=== EXTRACT TO READ ===

Functional Programming Unit Testing – Part 4

In our previous installment, we talked about bringing together the traditional xUnit tests and QuickCheck property-based tests together in a single cohesive step.  For this installment, let’s talk about test coverage.

But, before we continue, let’s get caught up to where we are today:

 

Code Coverage

Code coverage is an important metric used as part of our design process to describe to what degree our source code has been tested.  The code coverage tools inspect the code directly as a form of white box testing of your code.  I believe having a high code coverage percentage is important, although such hard-line stances of 100% path code coverage required is most often unnecessary and is evil.  However, for some applications, such as safety-critical, some form of 100% coverage should be considered.

What do we consider as part of the criteria when we’re calculating code coverage?

  • Function coverage
    All functions in the program called?
  • Statement coverage
    All lines in the program called?
  • Branch coverage
    All control structures such as if/then/else evaluated to true and false?
  • Condition coverage
    All boolean sub-expressions evaluated to true and false?
  • Path coverage
    All possible routes through the program called?
  • Entry/exit coverage
    All possible call and return of the function executed?

Of course some of these are connected in some way such as the following:

  • Decision coverage includes statement coverage since exercising every branch must lead to exercising every statement.
  • Path coverage includes branch coverage.

Where should we focus?  Using such things as statement coverage, decision coverage, and/or condition/branch coverage, around 80-90% of code coverage would suffice.  Getting to 100% test code coverage is unrealistic and doesn’t always ensure quality, and the amount of energy required for this is wasteful. The number we’re looking for is somewhere greater than 80%.

We can use above metrics to determine how well we’re writing our tests for our applications.  For many algorithms, it’s important to ensure that we have our edge cases covered, especially those in safety-critical systems.  Let’s walk through an example in Haskell for code coverage.

 

Code Coverage with Haskell Program Coverage (HPC)

The Haskell Program Coverage (HPC) tool is a built-in extension to the Haskell compiler used to record and display the parts of the code that were executed during a run of your program.  With the criteria given above, we are able to record which functions, branches, expressions among other things were evaluated.

The HPC tool is designed to give you the following metrics:

  • Expressions used (Function coverage)

===

SET EXERCISE 1 ->
Extract each line of the entries that contains the string "parapet", treating uppercase and lowercase as different.
The code coverage article and the entries have no connection to each other.

=== DATASET ===

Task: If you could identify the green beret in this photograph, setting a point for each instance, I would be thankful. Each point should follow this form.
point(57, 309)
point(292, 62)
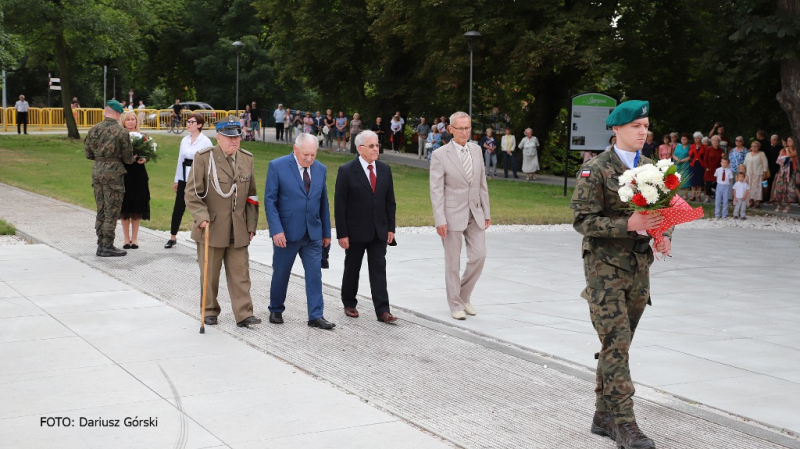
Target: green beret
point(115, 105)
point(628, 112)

===
=== DATASET ===

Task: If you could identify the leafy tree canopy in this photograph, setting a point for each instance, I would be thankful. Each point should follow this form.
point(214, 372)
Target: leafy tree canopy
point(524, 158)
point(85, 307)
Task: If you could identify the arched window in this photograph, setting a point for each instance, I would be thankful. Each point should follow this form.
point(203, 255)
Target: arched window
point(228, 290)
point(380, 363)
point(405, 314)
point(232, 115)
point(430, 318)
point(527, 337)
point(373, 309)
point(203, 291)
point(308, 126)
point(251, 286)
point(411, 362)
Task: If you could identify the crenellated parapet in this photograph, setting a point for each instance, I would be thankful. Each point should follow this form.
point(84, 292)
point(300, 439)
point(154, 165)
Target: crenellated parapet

===

SET EXERCISE 2 ->
Please quote everything in the code coverage article from "The Haskell Program" down to "things were evaluated.", word for word.

TASK RESPONSE 1 ->
Task: If you could identify the crenellated parapet in this photograph, setting a point for each instance, I would be thankful. Each point should follow this form.
Target: crenellated parapet

TASK RESPONSE 2 ->
The Haskell Program Coverage (HPC) tool is a built-in extension to the Haskell compiler used to record and display the parts of the code that were executed during a run of your program.  With the criteria given above, we are able to record which functions, branches, expressions among other things were evaluated.